#### What is expected:
Reproduce verbatim the portion of the listing below that runs from the line containing "Target: uc logo" through the end of the listing, including both of those boundary lines.

#### Input records:

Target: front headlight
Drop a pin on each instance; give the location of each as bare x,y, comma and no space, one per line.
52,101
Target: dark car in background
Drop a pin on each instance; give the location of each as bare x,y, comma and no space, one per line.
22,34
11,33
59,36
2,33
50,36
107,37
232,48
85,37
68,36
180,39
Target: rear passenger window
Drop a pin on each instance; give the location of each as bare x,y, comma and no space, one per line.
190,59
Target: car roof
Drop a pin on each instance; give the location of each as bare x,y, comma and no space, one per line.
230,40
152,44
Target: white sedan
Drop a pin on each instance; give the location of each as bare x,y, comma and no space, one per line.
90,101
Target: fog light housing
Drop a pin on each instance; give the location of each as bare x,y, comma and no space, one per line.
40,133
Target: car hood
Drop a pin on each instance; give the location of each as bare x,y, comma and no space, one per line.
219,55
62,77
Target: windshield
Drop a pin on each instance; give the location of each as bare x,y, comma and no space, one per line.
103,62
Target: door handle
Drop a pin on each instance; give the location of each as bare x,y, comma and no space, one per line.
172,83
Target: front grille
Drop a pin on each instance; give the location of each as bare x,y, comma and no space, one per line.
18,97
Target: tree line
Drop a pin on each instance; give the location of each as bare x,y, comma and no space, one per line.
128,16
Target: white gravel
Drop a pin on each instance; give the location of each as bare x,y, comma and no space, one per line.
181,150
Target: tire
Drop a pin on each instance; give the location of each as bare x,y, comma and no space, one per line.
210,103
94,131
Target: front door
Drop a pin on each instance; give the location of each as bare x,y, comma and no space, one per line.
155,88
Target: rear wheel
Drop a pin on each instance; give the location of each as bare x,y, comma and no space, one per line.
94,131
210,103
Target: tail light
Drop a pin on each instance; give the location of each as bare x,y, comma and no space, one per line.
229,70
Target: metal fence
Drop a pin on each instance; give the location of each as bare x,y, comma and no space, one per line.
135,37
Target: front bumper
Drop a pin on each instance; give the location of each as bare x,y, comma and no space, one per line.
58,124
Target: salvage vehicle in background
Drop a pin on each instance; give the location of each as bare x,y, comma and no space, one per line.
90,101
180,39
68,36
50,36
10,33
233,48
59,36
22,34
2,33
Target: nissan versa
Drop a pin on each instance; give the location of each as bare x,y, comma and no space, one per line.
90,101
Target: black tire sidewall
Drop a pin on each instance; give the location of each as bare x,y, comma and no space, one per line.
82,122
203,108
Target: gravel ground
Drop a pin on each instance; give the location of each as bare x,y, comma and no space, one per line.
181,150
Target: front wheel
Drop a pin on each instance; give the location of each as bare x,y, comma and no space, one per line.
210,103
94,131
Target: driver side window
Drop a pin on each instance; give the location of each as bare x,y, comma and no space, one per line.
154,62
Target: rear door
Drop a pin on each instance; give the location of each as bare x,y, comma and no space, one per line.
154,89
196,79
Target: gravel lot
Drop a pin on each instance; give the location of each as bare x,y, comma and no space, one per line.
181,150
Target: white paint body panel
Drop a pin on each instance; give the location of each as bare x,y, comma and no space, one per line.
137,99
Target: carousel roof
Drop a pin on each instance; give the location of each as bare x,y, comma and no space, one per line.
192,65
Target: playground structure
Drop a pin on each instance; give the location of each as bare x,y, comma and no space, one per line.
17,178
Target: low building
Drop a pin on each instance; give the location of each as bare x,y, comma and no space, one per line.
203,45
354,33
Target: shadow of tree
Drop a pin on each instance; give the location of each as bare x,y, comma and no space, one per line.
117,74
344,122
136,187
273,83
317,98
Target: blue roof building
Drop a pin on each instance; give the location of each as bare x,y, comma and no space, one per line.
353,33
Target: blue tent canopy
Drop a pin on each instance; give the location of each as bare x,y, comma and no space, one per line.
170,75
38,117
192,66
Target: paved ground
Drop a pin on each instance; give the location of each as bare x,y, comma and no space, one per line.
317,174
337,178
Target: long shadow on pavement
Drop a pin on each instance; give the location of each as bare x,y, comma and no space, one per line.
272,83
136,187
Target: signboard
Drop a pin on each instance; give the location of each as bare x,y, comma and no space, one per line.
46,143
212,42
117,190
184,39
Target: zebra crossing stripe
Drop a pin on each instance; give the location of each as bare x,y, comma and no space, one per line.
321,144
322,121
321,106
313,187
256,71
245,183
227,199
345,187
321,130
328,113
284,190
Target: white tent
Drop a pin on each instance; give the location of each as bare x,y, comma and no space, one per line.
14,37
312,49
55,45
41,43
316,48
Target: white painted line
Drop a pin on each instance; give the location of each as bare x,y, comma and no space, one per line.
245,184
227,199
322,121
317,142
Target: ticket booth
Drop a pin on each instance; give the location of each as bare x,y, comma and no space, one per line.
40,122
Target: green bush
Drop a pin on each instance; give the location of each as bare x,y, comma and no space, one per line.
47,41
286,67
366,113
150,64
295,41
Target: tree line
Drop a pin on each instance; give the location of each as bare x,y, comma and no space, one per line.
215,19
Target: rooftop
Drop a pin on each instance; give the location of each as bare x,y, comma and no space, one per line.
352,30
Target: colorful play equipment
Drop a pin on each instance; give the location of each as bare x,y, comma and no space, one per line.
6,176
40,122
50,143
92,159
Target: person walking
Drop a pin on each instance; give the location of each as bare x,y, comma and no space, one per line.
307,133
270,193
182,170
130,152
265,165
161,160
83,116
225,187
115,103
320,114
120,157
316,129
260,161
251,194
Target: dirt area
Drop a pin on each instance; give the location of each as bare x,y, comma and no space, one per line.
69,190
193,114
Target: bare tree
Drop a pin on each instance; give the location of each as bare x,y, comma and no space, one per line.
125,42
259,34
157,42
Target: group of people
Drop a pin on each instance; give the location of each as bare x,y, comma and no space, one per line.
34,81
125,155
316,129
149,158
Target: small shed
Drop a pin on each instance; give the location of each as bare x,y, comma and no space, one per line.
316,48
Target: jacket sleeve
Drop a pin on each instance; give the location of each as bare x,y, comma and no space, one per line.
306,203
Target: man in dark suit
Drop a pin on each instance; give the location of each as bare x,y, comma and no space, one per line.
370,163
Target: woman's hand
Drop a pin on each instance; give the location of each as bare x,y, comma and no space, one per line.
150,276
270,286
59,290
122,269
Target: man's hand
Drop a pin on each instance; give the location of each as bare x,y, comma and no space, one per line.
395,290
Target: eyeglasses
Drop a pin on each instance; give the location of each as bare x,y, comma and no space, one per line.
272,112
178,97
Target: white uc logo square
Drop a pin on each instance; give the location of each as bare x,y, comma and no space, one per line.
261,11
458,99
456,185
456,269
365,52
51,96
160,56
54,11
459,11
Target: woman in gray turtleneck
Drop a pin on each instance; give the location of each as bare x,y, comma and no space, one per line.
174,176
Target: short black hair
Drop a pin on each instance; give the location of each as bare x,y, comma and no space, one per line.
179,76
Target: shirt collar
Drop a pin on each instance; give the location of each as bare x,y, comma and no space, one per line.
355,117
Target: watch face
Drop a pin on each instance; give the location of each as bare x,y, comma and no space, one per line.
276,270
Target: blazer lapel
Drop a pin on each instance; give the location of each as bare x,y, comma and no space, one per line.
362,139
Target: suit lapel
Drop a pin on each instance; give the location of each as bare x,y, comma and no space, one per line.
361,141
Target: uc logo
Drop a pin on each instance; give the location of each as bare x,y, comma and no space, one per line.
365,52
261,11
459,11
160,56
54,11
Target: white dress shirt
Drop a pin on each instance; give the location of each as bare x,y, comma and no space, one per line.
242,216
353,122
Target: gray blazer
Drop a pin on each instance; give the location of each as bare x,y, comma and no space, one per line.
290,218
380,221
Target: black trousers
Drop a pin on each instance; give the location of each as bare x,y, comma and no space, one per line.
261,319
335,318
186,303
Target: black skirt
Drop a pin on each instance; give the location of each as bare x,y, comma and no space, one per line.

#### Output of the exercise:
Target: uc logo
Drop a pin on each instance; give the location of each as bare x,y, comma and no space, one per line.
365,52
261,11
459,11
160,56
54,11
Target: white dress shirt
Drop a pin on each instance; give the location of each as bare x,y, comma and no space, one per line.
242,216
353,122
Target: gray blazer
Drop a pin on each instance; give the location of each as bare x,y, comma and no space, one per line.
290,218
380,221
Target: black trousers
Drop a pin on each instance; give the location of each as bare x,y, comma and no space, one per line.
261,319
335,318
186,303
Target: black skirt
Drop a pin on each instance; give the location of each as bare x,y, comma and no space, one per line.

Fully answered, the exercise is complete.